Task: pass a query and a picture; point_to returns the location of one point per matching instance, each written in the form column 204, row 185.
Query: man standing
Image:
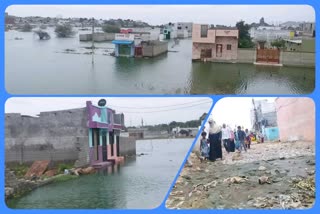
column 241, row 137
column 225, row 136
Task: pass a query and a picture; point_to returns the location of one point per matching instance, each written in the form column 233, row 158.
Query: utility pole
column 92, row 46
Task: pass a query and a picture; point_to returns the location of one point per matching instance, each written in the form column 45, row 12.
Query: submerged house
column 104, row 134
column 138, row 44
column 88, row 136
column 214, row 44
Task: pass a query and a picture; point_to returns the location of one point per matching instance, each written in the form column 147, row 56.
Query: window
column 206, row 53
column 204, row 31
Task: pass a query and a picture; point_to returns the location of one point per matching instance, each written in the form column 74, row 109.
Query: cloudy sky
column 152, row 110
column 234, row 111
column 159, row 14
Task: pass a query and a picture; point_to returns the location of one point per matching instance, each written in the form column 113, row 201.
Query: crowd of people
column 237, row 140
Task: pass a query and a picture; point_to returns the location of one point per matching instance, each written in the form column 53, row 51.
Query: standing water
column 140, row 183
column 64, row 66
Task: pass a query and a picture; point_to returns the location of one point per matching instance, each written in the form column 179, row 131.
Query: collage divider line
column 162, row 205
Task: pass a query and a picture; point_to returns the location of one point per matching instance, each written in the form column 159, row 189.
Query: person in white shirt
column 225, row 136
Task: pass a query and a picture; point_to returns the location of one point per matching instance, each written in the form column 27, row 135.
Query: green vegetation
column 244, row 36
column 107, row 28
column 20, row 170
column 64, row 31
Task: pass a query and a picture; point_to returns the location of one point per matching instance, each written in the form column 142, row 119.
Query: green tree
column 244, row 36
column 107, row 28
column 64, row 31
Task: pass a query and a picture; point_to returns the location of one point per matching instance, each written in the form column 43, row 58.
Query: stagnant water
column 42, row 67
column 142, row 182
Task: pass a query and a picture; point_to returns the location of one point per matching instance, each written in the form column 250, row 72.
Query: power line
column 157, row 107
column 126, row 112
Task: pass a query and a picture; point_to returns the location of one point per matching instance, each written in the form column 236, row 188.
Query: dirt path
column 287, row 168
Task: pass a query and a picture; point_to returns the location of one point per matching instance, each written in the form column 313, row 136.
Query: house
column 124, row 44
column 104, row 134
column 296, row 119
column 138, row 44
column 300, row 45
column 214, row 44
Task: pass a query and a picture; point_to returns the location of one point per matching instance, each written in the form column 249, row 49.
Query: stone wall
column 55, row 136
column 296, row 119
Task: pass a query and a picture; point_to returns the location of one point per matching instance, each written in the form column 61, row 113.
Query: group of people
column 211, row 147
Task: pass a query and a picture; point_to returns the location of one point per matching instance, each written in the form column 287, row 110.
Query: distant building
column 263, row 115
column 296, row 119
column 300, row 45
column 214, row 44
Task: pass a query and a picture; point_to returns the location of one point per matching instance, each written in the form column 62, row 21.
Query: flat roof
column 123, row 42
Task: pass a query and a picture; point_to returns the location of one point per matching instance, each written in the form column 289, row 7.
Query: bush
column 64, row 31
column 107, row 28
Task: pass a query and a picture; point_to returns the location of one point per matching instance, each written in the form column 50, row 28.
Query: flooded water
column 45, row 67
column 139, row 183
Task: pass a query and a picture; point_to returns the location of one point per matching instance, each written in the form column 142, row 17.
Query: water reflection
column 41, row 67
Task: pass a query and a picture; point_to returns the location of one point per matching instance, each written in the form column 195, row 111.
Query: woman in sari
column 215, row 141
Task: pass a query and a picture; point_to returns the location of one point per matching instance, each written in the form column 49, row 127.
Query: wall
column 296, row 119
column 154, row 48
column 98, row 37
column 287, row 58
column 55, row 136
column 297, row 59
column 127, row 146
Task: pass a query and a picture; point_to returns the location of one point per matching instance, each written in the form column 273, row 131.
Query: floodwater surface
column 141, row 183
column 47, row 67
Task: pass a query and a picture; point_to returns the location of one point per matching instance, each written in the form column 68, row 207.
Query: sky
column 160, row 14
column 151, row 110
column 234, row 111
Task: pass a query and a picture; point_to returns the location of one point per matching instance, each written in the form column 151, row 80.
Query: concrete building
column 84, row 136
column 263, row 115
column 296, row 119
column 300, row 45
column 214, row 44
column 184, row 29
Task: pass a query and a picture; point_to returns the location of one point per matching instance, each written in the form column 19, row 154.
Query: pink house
──────────────────────────────
Render every line of the listing above as a Markdown table with two columns, Row for a running number and Line for the line itself, and omit blank lines. Leave the pictures out of your answer.

Final answer —
| Row | Line |
|---|---|
| 1 | Task: pass a query and a picture; point_to returns the location of one point per matching instance, each written in the form column 204, row 185. |
| 2 | Query: man standing |
| 3 | Image: |
| 4 | column 241, row 137 |
| 5 | column 225, row 136 |
| 6 | Task: pass a query and a picture; point_to returns the location of one point per matching instance, each written in the form column 233, row 158. |
| 7 | Query: utility pole |
| 8 | column 92, row 46 |
| 9 | Task: pass a query and a picture; point_to returns the location of one point per matching instance, each written in the form column 45, row 12. |
| 10 | Query: submerged house |
| 11 | column 104, row 134 |
| 12 | column 138, row 44 |
| 13 | column 88, row 136 |
| 14 | column 214, row 44 |
| 15 | Task: pass a query and a picture; point_to returns the location of one point per matching instance, each written in the form column 147, row 56. |
| 16 | Query: window |
| 17 | column 206, row 53 |
| 18 | column 204, row 31 |
| 19 | Task: pass a query and a picture; point_to returns the location of one point per matching instance, each written in the form column 74, row 109. |
| 20 | Query: cloudy sky |
| 21 | column 152, row 110 |
| 22 | column 234, row 111 |
| 23 | column 159, row 14 |
| 24 | Task: pass a query and a picture; point_to returns the location of one point per matching instance, each written in the form column 113, row 201. |
| 25 | Query: crowd of people |
| 26 | column 237, row 140 |
| 27 | Task: pass a query and a picture; point_to returns the location of one point per matching instance, each written in the form column 53, row 51. |
| 28 | Query: standing water |
| 29 | column 140, row 183 |
| 30 | column 64, row 66 |
| 31 | Task: pass a query and a picture; point_to returns the location of one point per matching instance, each written in the form column 179, row 131. |
| 32 | Query: collage divider line |
| 33 | column 162, row 205 |
| 34 | Task: pass a query and a picture; point_to returns the location of one point per matching instance, each written in the form column 159, row 189. |
| 35 | Query: person in white shirt |
| 36 | column 225, row 136 |
| 37 | Task: pass a query and a picture; point_to returns the location of one point per matching instance, each written in the form column 27, row 135. |
| 38 | Query: green vegetation |
| 39 | column 244, row 36 |
| 40 | column 107, row 28 |
| 41 | column 20, row 170 |
| 42 | column 64, row 31 |
| 43 | Task: pass a query and a picture; point_to returns the location of one point per matching instance, each written in the form column 142, row 119. |
| 44 | Query: green tree |
| 45 | column 244, row 36 |
| 46 | column 107, row 28 |
| 47 | column 64, row 31 |
| 48 | Task: pass a query and a picture; point_to returns the location of one point per matching instance, each written in the form column 43, row 58. |
| 49 | Query: stagnant water |
| 50 | column 42, row 67 |
| 51 | column 142, row 182 |
| 52 | Task: pass a query and a picture; point_to returns the location of one point per matching instance, each written in the form column 250, row 72. |
| 53 | Query: power line |
| 54 | column 157, row 107 |
| 55 | column 126, row 112 |
| 56 | Task: pass a query and a picture; point_to returns the location of one point per matching instance, each written in the form column 236, row 188. |
| 57 | Query: dirt path |
| 58 | column 287, row 168 |
| 59 | Task: pass a query and a picture; point_to returns the location of one point per matching instance, each written in the form column 313, row 136. |
| 60 | Query: house |
| 61 | column 124, row 44 |
| 62 | column 104, row 134 |
| 63 | column 296, row 119 |
| 64 | column 138, row 44 |
| 65 | column 300, row 45 |
| 66 | column 214, row 44 |
| 67 | Task: pass a query and a picture; point_to returns the location of one point per matching instance, each written in the form column 249, row 49. |
| 68 | Query: stone wall |
| 69 | column 55, row 136 |
| 70 | column 296, row 119 |
| 71 | Task: pass a query and a picture; point_to returns the location of one point per matching instance, each written in the form column 61, row 113. |
| 72 | Query: group of people |
| 73 | column 211, row 147 |
| 74 | Task: pass a query and a picture; point_to returns the location of one point per matching instance, each written in the form column 287, row 110. |
| 75 | Query: distant building |
| 76 | column 263, row 115 |
| 77 | column 296, row 119 |
| 78 | column 300, row 45 |
| 79 | column 214, row 44 |
| 80 | Task: pass a query and a picture; point_to returns the location of one point per matching instance, each written in the form column 62, row 21. |
| 81 | Query: flat roof |
| 82 | column 123, row 42 |
| 83 | Task: pass a query and a picture; point_to returns the location of one point per matching instance, each written in the form column 289, row 7. |
| 84 | Query: bush |
| 85 | column 64, row 31 |
| 86 | column 107, row 28 |
| 87 | Task: pass a query and a picture; point_to returns the location of one point per matching instance, each written in the form column 50, row 28. |
| 88 | Query: flooded water |
| 89 | column 45, row 67 |
| 90 | column 139, row 183 |
| 91 | Task: pass a query and a picture; point_to returns the location of one point per matching instance, each written in the form column 142, row 17. |
| 92 | Query: water reflection |
| 93 | column 41, row 67 |
| 94 | Task: pass a query and a picture; point_to returns the location of one point per matching instance, each written in the form column 195, row 111. |
| 95 | Query: woman in sari |
| 96 | column 215, row 141 |
| 97 | Task: pass a query and a picture; point_to returns the location of one point per matching instance, each written in the form column 49, row 127. |
| 98 | Query: wall |
| 99 | column 296, row 119 |
| 100 | column 154, row 48 |
| 101 | column 98, row 37 |
| 102 | column 287, row 58 |
| 103 | column 55, row 136 |
| 104 | column 297, row 59 |
| 105 | column 127, row 146 |
| 106 | Task: pass a query and a picture; point_to returns the location of one point per matching instance, each written in the form column 273, row 131. |
| 107 | Query: floodwater surface |
| 108 | column 141, row 183 |
| 109 | column 47, row 67 |
| 110 | Task: pass a query and a picture; point_to returns the location of one point per matching instance, each written in the form column 68, row 207. |
| 111 | Query: sky |
| 112 | column 160, row 14 |
| 113 | column 151, row 110 |
| 114 | column 234, row 111 |
| 115 | Task: pass a query and a picture; point_to returns the location of one point per matching instance, each written in the form column 151, row 80. |
| 116 | Query: concrete building |
| 117 | column 84, row 136 |
| 118 | column 263, row 115 |
| 119 | column 296, row 119 |
| 120 | column 300, row 45 |
| 121 | column 214, row 44 |
| 122 | column 184, row 29 |
| 123 | Task: pass a query and a picture; point_to returns the location of one point per matching instance, each written in the form column 19, row 154. |
| 124 | Query: pink house |